[PROMPT]
The reply must contain all of the records, unchanged.

┌────────

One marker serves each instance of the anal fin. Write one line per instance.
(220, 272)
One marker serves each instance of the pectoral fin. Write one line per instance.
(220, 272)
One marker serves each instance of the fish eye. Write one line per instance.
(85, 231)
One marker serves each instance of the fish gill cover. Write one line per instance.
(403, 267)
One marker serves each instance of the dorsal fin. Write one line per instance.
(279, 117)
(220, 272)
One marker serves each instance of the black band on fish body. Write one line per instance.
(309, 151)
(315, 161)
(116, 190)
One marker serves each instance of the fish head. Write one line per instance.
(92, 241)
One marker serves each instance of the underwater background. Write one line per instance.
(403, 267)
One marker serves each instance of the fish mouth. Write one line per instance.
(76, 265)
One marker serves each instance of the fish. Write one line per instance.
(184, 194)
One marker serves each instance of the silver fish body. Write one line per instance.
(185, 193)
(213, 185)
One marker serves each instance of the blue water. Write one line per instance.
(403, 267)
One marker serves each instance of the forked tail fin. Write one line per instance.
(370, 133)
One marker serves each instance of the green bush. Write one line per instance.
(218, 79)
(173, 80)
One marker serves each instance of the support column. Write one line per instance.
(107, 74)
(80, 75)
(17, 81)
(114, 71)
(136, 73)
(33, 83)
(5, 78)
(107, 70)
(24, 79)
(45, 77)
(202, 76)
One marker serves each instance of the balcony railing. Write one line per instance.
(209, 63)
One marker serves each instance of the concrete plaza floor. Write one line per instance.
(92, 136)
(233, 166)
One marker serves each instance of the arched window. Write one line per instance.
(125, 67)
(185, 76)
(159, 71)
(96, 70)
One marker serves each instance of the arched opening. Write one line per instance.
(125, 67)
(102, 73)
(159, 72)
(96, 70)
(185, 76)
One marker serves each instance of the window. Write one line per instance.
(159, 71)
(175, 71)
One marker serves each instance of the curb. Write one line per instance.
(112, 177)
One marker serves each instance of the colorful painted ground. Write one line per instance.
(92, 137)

└────────

[RESULT]
One marker serves each instance of the anal fin. Write one line per instance.
(220, 272)
One marker serves each instance of the pectoral fin. Write one line per instance.
(220, 272)
One marker serves each instance of the fish eye. Write one line per instance.
(85, 231)
One marker serves each instance of the fish gill cover. Write one line per instance.
(403, 267)
One marker serves each instance of the dorsal fin. Write one line per instance.
(279, 117)
(220, 272)
One marker serves each instance of the black band on fish body. Write one line per instance.
(309, 151)
(315, 161)
(116, 190)
One marker serves each instance of the fish head. Write one line per instance.
(92, 241)
One marker serves each instance of the underwater background. Write one line per instance.
(403, 267)
One marker serves each instance of the fish mouth. Write one line per instance.
(76, 265)
One marker serves each instance of the fish. Write one line per instance.
(184, 194)
One marker serves each instance of the silver fish body. Write one line per instance.
(185, 193)
(213, 185)
One marker serves each instance of the blue water. Write one line per instance.
(403, 267)
One marker serves each instance of the forked tail fin. Write one line per instance.
(370, 133)
One marker serves each instance of the green bush. Write one line per instance.
(218, 79)
(173, 80)
One marker serves each instance of the support column. Write one line per instance.
(107, 74)
(80, 75)
(17, 81)
(114, 71)
(136, 73)
(33, 83)
(5, 78)
(107, 70)
(24, 79)
(45, 77)
(202, 76)
One marker serves each instance of the balcony railing. Write one line per instance.
(209, 63)
One marker serves each instance of the concrete plaza floor. Write one line per instance.
(92, 136)
(233, 166)
One marker serves each instance of the arched window. Write one line per instance.
(125, 67)
(185, 76)
(159, 71)
(96, 70)
One marker serves each instance of the arched opening. Write one line per instance.
(125, 67)
(102, 73)
(159, 72)
(96, 70)
(185, 76)
One marker serves each instance of the window. Write one line per instance.
(159, 71)
(175, 71)
One marker serves each instance of the curb. Write one line per instance.
(112, 177)
One marker serves each instance of the colorful painted ground. Write one line per instance.
(92, 137)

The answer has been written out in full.